TASK OBJECTIVE> Please list, copied in full, each line of the material below that contains the string "shadow", matching its case exactly.

Items from a dataset
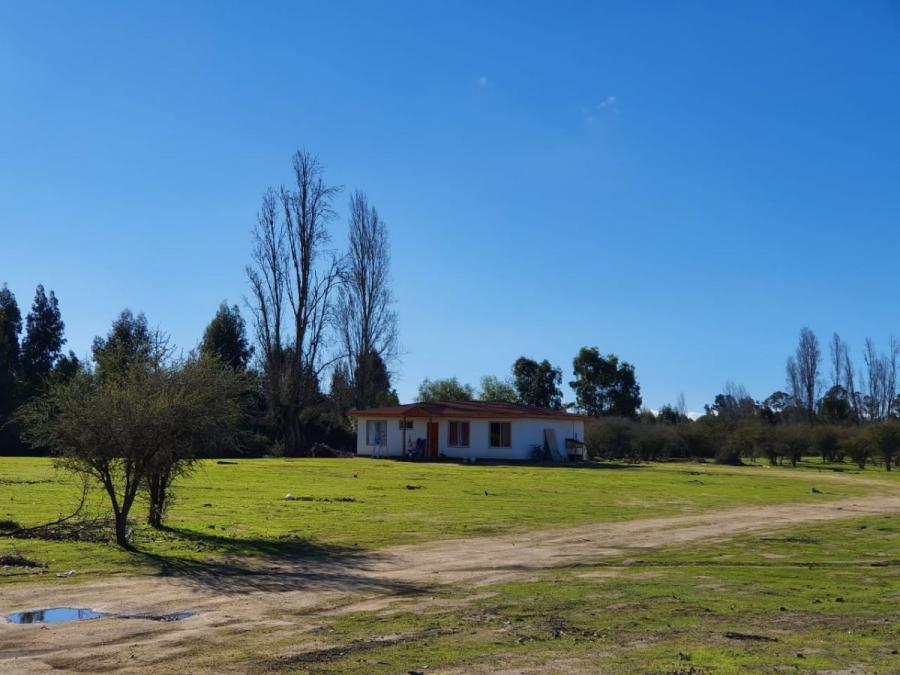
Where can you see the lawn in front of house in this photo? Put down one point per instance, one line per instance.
(236, 509)
(820, 598)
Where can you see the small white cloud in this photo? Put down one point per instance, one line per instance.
(609, 103)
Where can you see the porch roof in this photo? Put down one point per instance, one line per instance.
(466, 410)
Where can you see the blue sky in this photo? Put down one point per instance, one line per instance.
(683, 184)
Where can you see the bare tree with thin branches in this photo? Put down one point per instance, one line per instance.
(880, 400)
(293, 279)
(803, 372)
(368, 323)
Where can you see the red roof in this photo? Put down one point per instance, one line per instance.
(466, 409)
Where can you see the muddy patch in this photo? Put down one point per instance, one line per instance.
(67, 614)
(54, 615)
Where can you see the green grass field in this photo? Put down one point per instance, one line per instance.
(824, 598)
(813, 598)
(238, 509)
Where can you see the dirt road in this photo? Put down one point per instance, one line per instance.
(231, 601)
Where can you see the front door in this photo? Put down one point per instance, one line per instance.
(432, 439)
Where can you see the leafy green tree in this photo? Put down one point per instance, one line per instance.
(225, 338)
(129, 342)
(495, 389)
(372, 382)
(66, 367)
(835, 406)
(448, 389)
(884, 438)
(43, 340)
(537, 384)
(669, 414)
(604, 385)
(341, 391)
(138, 430)
(10, 329)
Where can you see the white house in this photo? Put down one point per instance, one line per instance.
(468, 430)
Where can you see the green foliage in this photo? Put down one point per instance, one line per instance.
(135, 428)
(225, 338)
(884, 439)
(43, 340)
(668, 414)
(537, 384)
(10, 328)
(448, 389)
(495, 389)
(129, 342)
(604, 386)
(372, 382)
(835, 408)
(228, 511)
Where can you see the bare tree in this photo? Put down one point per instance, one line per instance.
(368, 323)
(881, 379)
(803, 372)
(837, 352)
(292, 281)
(850, 382)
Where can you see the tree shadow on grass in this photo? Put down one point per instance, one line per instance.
(276, 565)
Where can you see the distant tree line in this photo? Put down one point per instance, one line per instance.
(604, 386)
(831, 408)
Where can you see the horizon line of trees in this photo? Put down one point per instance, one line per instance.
(135, 416)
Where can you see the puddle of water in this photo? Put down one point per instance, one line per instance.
(167, 618)
(61, 614)
(54, 615)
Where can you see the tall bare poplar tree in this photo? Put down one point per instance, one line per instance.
(803, 372)
(368, 323)
(880, 400)
(292, 282)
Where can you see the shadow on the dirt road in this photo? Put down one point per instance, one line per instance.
(276, 565)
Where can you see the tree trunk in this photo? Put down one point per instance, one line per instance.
(157, 493)
(122, 529)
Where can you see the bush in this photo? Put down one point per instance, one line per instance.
(610, 438)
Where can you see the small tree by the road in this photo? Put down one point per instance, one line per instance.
(448, 389)
(200, 407)
(537, 384)
(225, 338)
(495, 389)
(604, 385)
(138, 430)
(885, 440)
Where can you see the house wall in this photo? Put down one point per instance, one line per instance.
(525, 434)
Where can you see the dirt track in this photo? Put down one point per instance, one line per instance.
(230, 601)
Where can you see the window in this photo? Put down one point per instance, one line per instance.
(458, 434)
(501, 436)
(376, 432)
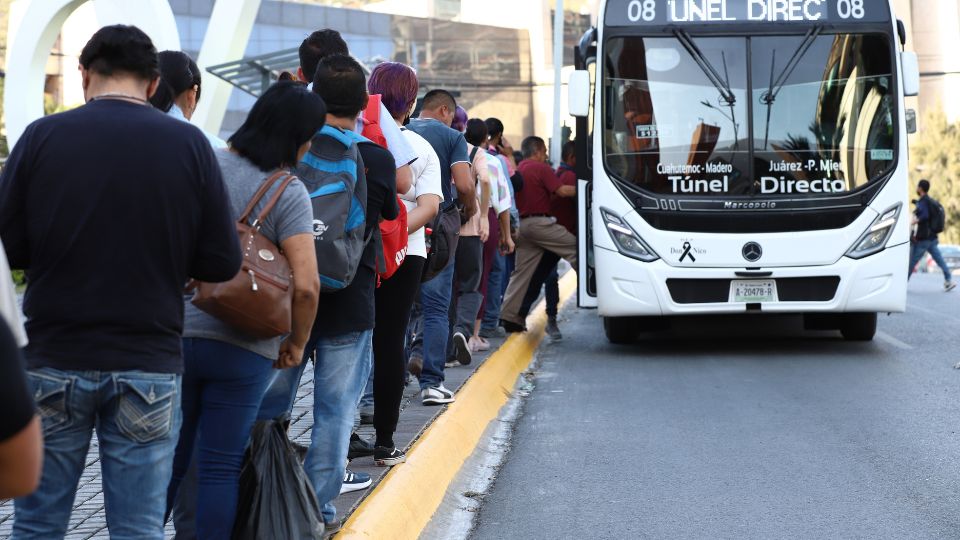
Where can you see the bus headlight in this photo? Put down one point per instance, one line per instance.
(875, 238)
(627, 240)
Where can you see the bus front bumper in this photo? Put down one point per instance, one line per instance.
(628, 287)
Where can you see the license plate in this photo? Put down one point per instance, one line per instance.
(754, 291)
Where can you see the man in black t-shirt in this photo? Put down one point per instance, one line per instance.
(343, 331)
(111, 208)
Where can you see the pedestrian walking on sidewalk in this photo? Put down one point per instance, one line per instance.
(179, 91)
(136, 204)
(226, 370)
(436, 117)
(539, 232)
(397, 85)
(468, 274)
(342, 337)
(21, 441)
(929, 220)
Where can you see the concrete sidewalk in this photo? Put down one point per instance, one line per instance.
(89, 521)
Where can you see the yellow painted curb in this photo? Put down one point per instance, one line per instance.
(404, 502)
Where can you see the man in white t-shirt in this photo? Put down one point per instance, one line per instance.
(426, 181)
(9, 306)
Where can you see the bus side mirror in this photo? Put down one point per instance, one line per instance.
(578, 91)
(911, 119)
(911, 73)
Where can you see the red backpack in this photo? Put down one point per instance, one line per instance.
(393, 237)
(371, 121)
(393, 233)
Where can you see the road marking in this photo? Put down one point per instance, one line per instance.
(885, 337)
(931, 312)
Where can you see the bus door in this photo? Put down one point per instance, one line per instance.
(585, 61)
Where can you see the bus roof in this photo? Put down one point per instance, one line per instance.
(653, 13)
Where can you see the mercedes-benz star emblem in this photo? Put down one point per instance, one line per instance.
(752, 251)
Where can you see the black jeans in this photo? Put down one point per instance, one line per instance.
(544, 276)
(394, 298)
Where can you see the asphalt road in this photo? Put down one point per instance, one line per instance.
(741, 428)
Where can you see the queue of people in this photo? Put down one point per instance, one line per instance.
(391, 240)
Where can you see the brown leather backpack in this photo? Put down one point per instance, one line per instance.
(258, 300)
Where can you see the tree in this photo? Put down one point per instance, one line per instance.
(935, 155)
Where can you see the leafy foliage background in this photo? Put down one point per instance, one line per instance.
(935, 155)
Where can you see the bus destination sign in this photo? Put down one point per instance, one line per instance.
(683, 12)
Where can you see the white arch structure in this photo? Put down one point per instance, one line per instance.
(35, 24)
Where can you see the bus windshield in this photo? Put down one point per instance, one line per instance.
(799, 115)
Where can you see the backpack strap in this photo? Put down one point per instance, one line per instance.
(261, 192)
(371, 114)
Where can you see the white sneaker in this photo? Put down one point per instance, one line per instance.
(436, 395)
(478, 344)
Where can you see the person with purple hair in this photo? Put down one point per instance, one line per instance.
(397, 85)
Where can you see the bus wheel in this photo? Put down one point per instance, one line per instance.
(620, 330)
(858, 326)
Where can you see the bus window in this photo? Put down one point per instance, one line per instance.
(668, 126)
(679, 113)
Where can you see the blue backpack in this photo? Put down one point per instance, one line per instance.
(333, 173)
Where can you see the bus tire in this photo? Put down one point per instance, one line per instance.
(620, 330)
(858, 326)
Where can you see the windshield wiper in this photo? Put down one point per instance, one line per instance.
(770, 96)
(723, 86)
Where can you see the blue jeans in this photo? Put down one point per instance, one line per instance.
(137, 418)
(435, 298)
(340, 372)
(930, 245)
(222, 388)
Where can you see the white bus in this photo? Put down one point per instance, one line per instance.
(743, 156)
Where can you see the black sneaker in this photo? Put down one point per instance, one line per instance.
(493, 333)
(512, 327)
(553, 330)
(354, 481)
(388, 457)
(332, 528)
(359, 447)
(461, 349)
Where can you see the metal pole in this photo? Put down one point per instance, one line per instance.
(555, 143)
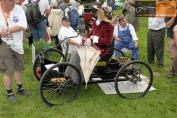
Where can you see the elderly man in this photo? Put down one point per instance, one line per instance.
(155, 40)
(101, 37)
(67, 31)
(13, 22)
(125, 37)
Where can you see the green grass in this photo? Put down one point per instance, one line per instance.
(92, 103)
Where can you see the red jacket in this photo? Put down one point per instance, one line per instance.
(105, 33)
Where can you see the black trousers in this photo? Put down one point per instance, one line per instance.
(155, 45)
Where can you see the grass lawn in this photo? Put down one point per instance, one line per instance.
(92, 103)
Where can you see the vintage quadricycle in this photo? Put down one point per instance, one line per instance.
(58, 87)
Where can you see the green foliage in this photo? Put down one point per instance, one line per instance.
(93, 103)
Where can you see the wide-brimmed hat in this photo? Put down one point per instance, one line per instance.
(105, 9)
(65, 18)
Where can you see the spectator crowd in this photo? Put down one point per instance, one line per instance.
(55, 20)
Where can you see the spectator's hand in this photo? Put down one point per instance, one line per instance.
(87, 42)
(136, 44)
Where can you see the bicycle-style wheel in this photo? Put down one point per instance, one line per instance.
(60, 84)
(133, 80)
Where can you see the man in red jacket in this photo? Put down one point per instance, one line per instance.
(102, 30)
(101, 36)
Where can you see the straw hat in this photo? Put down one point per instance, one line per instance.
(104, 12)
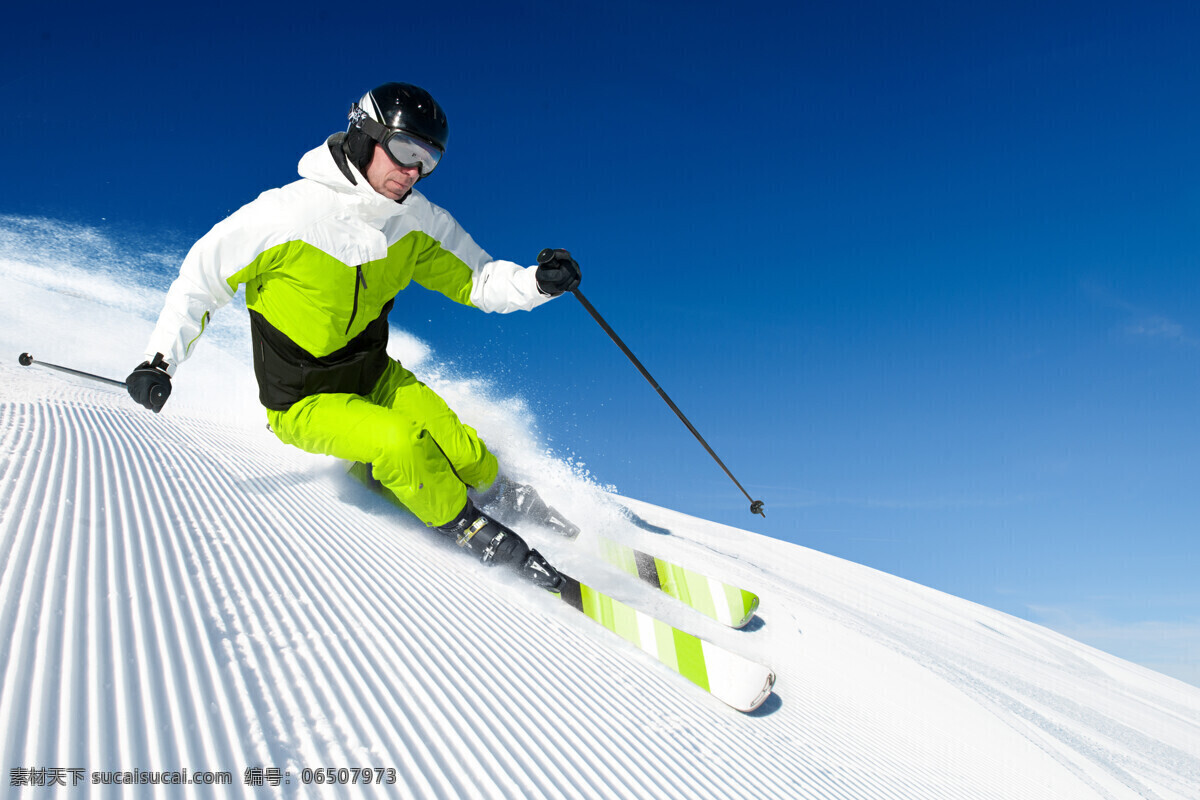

SOLUTION TO THIS PROBLEM>
Where can you see the tree shadow on grass in this photo? Put down one point per instance, one line per instance.
Where can you see the shadow on the dirt road in this photo? Put down one point per instance, one line per instance.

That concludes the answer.